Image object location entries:
§
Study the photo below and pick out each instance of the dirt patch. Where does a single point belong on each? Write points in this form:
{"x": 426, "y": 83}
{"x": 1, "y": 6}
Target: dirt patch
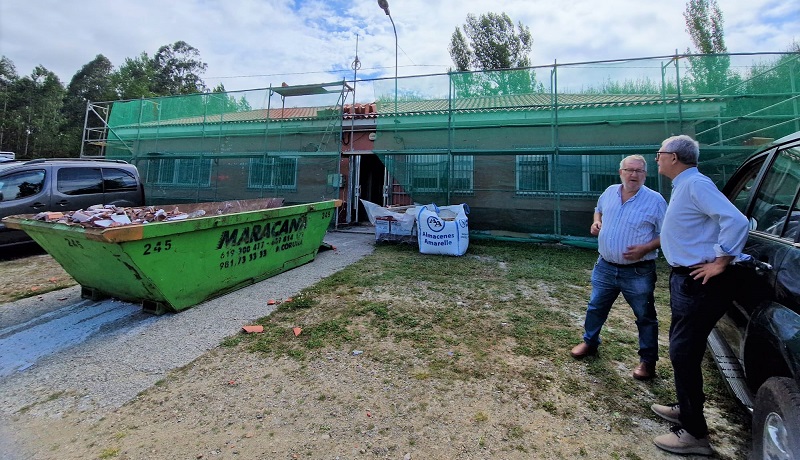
{"x": 396, "y": 362}
{"x": 31, "y": 275}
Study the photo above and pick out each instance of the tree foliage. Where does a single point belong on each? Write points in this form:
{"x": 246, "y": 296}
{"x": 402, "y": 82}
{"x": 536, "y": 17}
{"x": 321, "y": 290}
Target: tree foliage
{"x": 177, "y": 69}
{"x": 704, "y": 23}
{"x": 493, "y": 44}
{"x": 42, "y": 118}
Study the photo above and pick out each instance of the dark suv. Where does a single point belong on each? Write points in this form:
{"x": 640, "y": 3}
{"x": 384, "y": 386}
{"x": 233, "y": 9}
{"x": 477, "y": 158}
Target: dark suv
{"x": 30, "y": 187}
{"x": 757, "y": 343}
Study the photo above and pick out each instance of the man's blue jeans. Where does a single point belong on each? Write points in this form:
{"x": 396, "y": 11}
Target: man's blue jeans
{"x": 636, "y": 285}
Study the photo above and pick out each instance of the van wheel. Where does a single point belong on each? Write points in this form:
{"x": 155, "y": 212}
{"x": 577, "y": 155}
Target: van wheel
{"x": 776, "y": 420}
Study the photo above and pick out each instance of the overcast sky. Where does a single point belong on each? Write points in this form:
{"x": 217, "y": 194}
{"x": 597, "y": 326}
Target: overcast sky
{"x": 257, "y": 43}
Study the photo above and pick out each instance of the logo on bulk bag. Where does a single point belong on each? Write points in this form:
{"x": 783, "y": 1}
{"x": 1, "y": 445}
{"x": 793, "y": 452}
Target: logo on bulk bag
{"x": 435, "y": 224}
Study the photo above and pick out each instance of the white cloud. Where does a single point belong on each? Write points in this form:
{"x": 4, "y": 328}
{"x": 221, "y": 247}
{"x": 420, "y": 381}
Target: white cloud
{"x": 298, "y": 41}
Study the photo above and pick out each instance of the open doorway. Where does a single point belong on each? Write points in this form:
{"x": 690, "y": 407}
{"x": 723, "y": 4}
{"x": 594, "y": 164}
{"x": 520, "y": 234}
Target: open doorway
{"x": 370, "y": 178}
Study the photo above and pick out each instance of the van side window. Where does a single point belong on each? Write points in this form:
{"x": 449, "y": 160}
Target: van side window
{"x": 744, "y": 188}
{"x": 115, "y": 180}
{"x": 776, "y": 207}
{"x": 21, "y": 185}
{"x": 79, "y": 181}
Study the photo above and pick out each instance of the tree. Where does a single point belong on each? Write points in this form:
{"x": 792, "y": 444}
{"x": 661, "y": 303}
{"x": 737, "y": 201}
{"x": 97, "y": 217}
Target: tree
{"x": 36, "y": 114}
{"x": 177, "y": 70}
{"x": 8, "y": 75}
{"x": 490, "y": 43}
{"x": 704, "y": 23}
{"x": 134, "y": 78}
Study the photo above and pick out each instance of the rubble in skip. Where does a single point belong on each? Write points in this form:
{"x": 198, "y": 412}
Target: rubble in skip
{"x": 105, "y": 216}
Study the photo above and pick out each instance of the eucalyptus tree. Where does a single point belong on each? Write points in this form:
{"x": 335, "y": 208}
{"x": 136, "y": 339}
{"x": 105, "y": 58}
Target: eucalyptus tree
{"x": 492, "y": 43}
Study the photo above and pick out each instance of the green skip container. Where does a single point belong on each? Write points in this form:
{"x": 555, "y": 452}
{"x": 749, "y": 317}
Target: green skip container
{"x": 173, "y": 265}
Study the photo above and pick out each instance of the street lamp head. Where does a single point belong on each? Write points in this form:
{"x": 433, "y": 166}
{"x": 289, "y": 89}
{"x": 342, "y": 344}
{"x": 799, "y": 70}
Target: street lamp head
{"x": 384, "y": 4}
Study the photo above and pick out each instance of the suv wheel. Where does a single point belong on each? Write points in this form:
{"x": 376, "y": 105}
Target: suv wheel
{"x": 776, "y": 420}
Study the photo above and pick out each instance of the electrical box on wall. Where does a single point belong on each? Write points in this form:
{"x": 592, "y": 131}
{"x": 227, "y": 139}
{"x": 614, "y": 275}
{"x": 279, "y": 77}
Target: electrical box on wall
{"x": 336, "y": 180}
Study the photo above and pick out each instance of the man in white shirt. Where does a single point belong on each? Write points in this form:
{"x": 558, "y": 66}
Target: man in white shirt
{"x": 703, "y": 233}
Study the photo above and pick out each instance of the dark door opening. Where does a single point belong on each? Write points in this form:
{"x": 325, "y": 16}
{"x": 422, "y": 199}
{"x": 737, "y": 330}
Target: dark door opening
{"x": 371, "y": 180}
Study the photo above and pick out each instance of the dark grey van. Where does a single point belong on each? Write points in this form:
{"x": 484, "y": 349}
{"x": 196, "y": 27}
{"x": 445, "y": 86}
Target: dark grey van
{"x": 757, "y": 343}
{"x": 30, "y": 187}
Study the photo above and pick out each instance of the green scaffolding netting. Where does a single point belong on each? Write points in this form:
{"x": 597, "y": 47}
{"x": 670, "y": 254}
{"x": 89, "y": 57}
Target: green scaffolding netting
{"x": 528, "y": 150}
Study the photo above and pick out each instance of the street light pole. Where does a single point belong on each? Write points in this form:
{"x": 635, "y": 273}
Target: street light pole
{"x": 384, "y": 4}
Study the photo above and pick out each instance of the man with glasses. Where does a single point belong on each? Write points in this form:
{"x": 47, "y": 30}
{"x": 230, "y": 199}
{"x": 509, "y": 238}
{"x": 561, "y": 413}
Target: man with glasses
{"x": 627, "y": 221}
{"x": 703, "y": 233}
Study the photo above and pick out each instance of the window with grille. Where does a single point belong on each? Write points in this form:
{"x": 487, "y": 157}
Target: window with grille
{"x": 429, "y": 173}
{"x": 533, "y": 174}
{"x": 600, "y": 172}
{"x": 179, "y": 171}
{"x": 273, "y": 172}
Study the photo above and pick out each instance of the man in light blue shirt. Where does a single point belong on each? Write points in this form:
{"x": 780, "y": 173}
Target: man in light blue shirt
{"x": 627, "y": 220}
{"x": 703, "y": 233}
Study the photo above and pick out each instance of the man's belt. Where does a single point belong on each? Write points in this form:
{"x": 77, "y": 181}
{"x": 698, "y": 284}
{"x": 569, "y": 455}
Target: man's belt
{"x": 641, "y": 263}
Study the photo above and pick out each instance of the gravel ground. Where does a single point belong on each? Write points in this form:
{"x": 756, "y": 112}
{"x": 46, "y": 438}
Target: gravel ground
{"x": 110, "y": 365}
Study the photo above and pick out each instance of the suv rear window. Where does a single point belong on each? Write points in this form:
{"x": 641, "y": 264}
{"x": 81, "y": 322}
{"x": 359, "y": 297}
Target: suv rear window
{"x": 79, "y": 181}
{"x": 19, "y": 185}
{"x": 116, "y": 180}
{"x": 775, "y": 209}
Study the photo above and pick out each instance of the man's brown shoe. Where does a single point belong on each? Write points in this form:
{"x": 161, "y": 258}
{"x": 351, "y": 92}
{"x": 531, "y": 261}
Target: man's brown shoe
{"x": 679, "y": 441}
{"x": 671, "y": 412}
{"x": 644, "y": 371}
{"x": 583, "y": 350}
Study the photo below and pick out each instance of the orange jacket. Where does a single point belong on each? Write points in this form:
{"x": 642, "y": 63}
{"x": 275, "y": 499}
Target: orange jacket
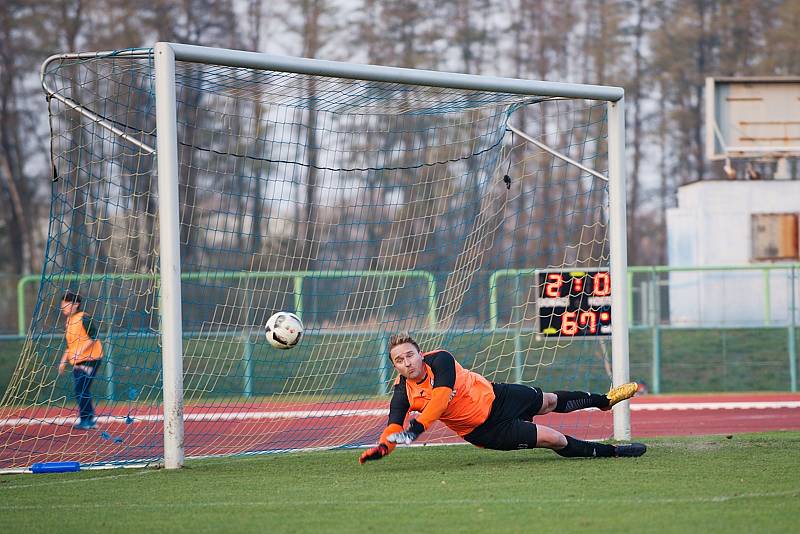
{"x": 460, "y": 398}
{"x": 82, "y": 345}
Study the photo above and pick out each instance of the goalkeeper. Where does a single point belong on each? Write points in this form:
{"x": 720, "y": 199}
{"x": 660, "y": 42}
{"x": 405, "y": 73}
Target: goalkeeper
{"x": 492, "y": 416}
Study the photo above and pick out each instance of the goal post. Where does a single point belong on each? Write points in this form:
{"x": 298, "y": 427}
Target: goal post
{"x": 178, "y": 162}
{"x": 167, "y": 53}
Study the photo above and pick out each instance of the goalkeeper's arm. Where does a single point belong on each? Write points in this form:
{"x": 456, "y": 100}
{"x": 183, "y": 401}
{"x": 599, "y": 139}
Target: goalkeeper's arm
{"x": 398, "y": 409}
{"x": 443, "y": 366}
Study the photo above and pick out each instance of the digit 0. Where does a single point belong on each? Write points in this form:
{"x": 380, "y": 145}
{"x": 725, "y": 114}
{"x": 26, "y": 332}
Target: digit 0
{"x": 602, "y": 285}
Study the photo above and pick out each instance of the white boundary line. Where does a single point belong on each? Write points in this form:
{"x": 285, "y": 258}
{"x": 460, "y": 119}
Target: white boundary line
{"x": 377, "y": 412}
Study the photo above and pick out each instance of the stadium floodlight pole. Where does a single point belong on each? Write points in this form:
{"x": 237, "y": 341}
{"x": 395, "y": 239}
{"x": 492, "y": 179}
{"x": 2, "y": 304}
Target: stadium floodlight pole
{"x": 170, "y": 259}
{"x": 618, "y": 243}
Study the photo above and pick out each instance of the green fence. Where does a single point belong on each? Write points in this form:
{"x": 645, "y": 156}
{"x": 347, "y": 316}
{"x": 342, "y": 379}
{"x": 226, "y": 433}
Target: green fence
{"x": 669, "y": 356}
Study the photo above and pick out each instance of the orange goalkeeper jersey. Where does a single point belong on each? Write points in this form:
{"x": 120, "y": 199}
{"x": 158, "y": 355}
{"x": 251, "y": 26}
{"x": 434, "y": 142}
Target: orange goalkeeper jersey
{"x": 470, "y": 399}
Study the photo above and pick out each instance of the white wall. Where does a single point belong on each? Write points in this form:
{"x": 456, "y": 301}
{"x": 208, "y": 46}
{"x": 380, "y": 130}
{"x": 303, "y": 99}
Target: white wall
{"x": 711, "y": 226}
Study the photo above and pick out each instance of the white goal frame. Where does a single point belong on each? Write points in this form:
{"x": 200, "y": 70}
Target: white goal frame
{"x": 165, "y": 56}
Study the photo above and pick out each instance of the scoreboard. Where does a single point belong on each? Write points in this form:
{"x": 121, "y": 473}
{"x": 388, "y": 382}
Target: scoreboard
{"x": 573, "y": 303}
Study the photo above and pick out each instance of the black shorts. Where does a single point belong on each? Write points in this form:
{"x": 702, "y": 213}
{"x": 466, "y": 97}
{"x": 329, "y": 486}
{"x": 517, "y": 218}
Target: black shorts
{"x": 509, "y": 425}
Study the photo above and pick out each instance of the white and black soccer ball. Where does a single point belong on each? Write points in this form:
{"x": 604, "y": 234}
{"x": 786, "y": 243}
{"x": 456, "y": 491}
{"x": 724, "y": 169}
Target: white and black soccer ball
{"x": 284, "y": 330}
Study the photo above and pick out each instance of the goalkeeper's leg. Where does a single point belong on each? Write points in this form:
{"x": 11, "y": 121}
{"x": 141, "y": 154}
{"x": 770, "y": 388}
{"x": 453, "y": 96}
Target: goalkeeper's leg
{"x": 519, "y": 434}
{"x": 570, "y": 401}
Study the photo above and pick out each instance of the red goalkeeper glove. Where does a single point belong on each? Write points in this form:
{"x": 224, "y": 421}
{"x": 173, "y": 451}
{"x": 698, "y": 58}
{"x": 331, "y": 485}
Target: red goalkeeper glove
{"x": 375, "y": 453}
{"x": 415, "y": 428}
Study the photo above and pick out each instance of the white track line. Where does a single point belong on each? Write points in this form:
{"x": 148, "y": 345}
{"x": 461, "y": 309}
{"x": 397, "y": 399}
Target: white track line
{"x": 378, "y": 412}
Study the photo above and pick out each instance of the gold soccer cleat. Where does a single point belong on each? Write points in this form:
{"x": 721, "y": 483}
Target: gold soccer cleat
{"x": 621, "y": 393}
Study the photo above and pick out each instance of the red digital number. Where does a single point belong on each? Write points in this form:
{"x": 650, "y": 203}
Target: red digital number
{"x": 569, "y": 323}
{"x": 552, "y": 288}
{"x": 588, "y": 317}
{"x": 602, "y": 285}
{"x": 577, "y": 285}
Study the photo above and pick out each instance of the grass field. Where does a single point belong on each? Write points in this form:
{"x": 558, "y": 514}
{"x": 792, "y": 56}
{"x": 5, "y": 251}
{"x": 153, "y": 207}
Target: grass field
{"x": 702, "y": 484}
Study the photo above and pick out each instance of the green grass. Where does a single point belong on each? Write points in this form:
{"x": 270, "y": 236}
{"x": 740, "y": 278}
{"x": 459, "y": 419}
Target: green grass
{"x": 701, "y": 484}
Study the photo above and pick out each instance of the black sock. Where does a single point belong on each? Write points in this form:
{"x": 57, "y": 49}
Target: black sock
{"x": 569, "y": 401}
{"x": 585, "y": 449}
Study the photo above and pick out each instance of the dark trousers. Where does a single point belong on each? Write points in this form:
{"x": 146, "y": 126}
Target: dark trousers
{"x": 83, "y": 377}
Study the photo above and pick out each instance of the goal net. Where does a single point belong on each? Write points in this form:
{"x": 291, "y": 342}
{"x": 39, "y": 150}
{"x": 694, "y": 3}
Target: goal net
{"x": 367, "y": 202}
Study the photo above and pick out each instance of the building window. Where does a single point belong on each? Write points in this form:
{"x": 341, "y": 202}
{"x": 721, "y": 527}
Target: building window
{"x": 774, "y": 236}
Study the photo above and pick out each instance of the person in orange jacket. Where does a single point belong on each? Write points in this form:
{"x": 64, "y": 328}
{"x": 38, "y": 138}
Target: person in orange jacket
{"x": 492, "y": 416}
{"x": 84, "y": 353}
§
Reproduce the stretch from the line containing "of the person" through the end of the rows, replacing "orange" with "red" and changing nothing else.

Study the photo above and pick out each instance of the person in red jacket. Where does a single point belong on each? Write points in this form:
{"x": 64, "y": 328}
{"x": 38, "y": 138}
Target: person in red jacket
{"x": 492, "y": 416}
{"x": 84, "y": 353}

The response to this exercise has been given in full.